(Items from a pointing dataset)
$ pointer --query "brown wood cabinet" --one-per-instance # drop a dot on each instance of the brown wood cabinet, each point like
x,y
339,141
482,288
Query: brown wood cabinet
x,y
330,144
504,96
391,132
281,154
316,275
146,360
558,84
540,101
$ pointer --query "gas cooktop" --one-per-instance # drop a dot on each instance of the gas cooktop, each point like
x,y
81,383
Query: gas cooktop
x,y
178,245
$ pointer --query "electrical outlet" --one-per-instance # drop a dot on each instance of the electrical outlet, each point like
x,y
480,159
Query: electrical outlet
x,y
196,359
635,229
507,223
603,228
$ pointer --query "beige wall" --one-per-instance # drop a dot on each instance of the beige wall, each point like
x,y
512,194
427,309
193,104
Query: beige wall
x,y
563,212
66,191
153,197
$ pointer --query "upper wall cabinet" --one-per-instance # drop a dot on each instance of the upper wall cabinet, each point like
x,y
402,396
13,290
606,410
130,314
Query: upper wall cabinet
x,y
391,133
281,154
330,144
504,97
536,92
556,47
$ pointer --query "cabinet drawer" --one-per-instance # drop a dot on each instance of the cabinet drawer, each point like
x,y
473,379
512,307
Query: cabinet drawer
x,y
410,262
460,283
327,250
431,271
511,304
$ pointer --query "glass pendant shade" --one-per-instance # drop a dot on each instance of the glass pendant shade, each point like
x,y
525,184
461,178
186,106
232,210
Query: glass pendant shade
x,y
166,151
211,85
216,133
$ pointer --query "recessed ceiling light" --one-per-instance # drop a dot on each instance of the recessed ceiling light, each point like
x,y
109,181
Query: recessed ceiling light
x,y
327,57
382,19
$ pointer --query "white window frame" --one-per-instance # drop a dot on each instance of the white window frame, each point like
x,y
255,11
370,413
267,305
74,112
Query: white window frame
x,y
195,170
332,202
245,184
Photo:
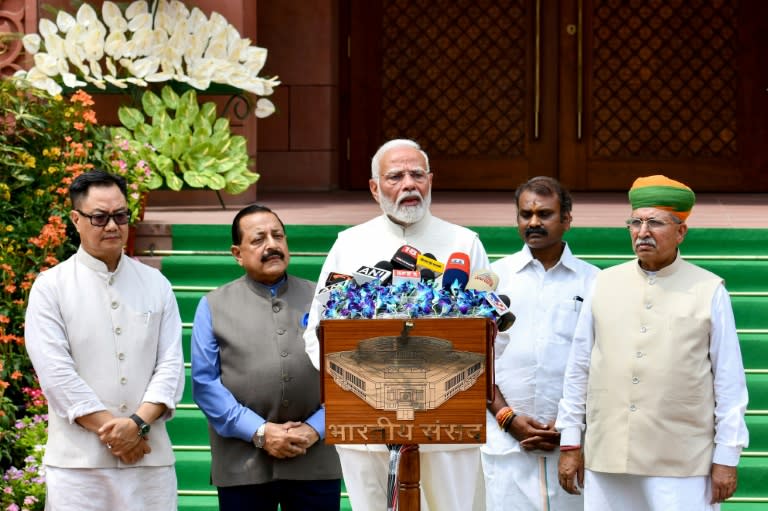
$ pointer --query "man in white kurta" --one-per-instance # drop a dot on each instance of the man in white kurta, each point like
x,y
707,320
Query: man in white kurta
x,y
655,380
104,335
451,476
546,285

INSTRUCTIONS FOR THE TASK
Please reproduce every item above word for word, leaving out the pictures.

SOLUTION TO THIS TASK
$ pointer --query "brown wood cabinet" --one-per-instance # drop a dot on each instance of the brown wood cabinet, each point like
x,y
339,141
482,288
Query: brown wood cabinet
x,y
330,144
504,96
391,132
281,154
316,275
146,360
558,84
540,101
$ pointer --query "gas cooktop" --one-per-instance # drop a dot on each instance of the gas cooktop, each point like
x,y
81,383
Query: gas cooktop
x,y
178,245
$ pointer --query "electrical outlet" --one-per-instance # drop a dot on each instance of the electrical outlet, each point like
x,y
480,159
Query: electrical outlet
x,y
196,359
635,229
507,223
603,228
$ pointer --query "beige wall" --one-per-instance # drop a dot on each instance of the beige wall, each point like
x,y
512,194
427,309
193,104
Query: beige wall
x,y
563,212
66,191
153,197
$ pointer --query "upper wall cabinet" --one-per-instance # drop a dot on each instance of the upper wall cabinet, each point like
x,y
402,396
13,290
606,410
130,314
Query: upper wall cabinet
x,y
391,133
281,154
330,144
504,97
536,92
556,47
$ pointer --query "cabinet drawer" --one-per-instance # drop a dot on each instance of the cabinet drawer, each point like
x,y
473,379
512,307
Query: cabinet drawer
x,y
410,262
460,283
327,250
431,271
511,304
$ pointer --query "glass pendant shade" --one-per-instance # drop a dot on each instance of the glass pendant shade, each point like
x,y
525,184
461,178
186,106
232,210
Query: glass pendant shade
x,y
166,151
211,85
216,133
$ pointer --query "recessed ceiling light" --one-per-instance # drop a dot on each instance of the recessed ceiling light, each point like
x,y
109,181
Query: recessed ceiling light
x,y
327,57
382,19
$ pointer --query "white window frame" --one-per-instance # drop a dot on each instance of the white window frame, each point like
x,y
255,11
370,413
267,305
74,112
Query: white window frame
x,y
195,170
332,202
245,184
Photo:
$ pointer --query "man in white kurta" --one-per-instance # drop a dot on each instance of the man in white kurta, each point like
x,y
707,320
Query: man in white kurta
x,y
655,380
104,335
451,476
546,285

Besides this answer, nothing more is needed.